↓

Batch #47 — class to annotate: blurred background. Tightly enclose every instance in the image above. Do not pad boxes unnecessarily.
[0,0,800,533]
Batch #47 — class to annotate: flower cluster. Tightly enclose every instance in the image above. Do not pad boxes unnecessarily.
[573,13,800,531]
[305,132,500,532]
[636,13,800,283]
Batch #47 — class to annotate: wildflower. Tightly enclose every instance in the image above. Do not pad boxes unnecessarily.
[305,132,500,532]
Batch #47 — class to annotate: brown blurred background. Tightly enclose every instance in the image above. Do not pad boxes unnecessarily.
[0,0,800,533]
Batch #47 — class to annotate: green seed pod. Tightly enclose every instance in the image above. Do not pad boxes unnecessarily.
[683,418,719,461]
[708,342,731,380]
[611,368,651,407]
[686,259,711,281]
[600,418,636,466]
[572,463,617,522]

↑
↓

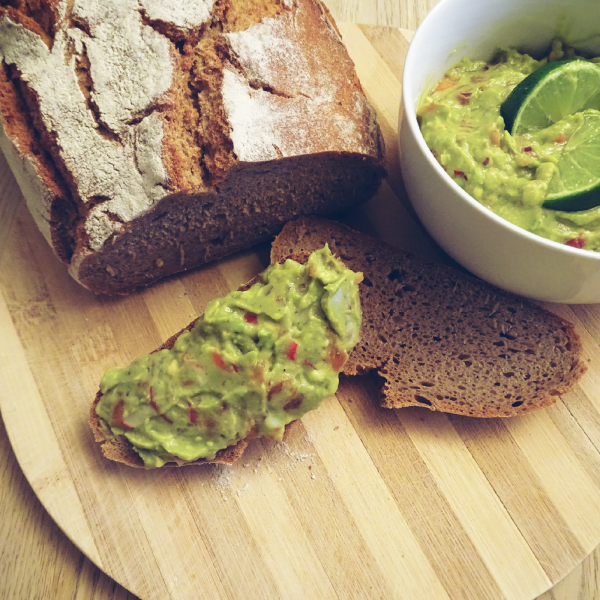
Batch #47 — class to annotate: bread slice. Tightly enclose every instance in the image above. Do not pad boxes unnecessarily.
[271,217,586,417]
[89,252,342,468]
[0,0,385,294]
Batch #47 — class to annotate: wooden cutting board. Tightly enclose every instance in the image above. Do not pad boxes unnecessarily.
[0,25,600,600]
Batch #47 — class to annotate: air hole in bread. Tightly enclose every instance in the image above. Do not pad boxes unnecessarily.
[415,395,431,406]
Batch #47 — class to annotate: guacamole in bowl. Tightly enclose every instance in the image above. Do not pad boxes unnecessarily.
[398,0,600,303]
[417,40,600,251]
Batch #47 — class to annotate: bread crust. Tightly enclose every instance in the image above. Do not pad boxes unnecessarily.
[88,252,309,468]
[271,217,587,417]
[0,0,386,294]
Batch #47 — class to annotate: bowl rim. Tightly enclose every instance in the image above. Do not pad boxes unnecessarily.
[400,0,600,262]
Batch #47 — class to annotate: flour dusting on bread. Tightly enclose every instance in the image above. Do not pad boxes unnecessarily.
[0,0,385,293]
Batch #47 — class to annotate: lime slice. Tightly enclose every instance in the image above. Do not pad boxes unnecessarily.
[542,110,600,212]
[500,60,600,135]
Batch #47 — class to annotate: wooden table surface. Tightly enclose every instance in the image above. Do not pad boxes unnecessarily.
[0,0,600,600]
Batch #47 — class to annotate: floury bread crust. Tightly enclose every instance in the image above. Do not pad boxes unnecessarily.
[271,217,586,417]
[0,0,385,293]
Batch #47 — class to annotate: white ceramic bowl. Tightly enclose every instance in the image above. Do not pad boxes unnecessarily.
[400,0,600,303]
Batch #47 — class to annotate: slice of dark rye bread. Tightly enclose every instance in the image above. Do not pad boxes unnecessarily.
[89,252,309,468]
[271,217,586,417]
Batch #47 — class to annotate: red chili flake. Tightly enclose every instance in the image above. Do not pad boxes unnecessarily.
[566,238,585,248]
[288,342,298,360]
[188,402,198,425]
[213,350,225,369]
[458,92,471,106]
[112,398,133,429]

↑
↓

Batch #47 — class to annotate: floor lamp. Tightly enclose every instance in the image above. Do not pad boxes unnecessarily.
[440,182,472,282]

↑

• Written exercise
Copy the records from the line with "Batch #47 — class to annotate: floury" up to and including the line with "[112,398,133,429]", changing "red chili flake" to "red pepper flake" and leaving everything else as it is.

• Solution to this exercise
Batch #47 — class to annotate: floury bread crust. Tightly enclose every instance in the image above. Do not pad boxes unnecessarily.
[271,217,586,417]
[0,0,385,293]
Batch #47 — class to annotate: white ceramic bowl. Tightly enclose every instance in the image above. Do not pad boxes unnecessarily.
[400,0,600,303]
Batch #47 — class to annotate: slice of dark rye bread. Tightly enclose every instance in the image above. Do not pad boxes unnecessarily.
[89,252,309,468]
[271,217,586,417]
Batch #47 — class to annotate: red pepper flake. Tightly enclose every instance in the image above. Do not pad boxes unnecessarily.
[566,238,585,248]
[288,342,298,360]
[188,402,198,425]
[213,350,225,369]
[458,92,471,106]
[112,398,133,429]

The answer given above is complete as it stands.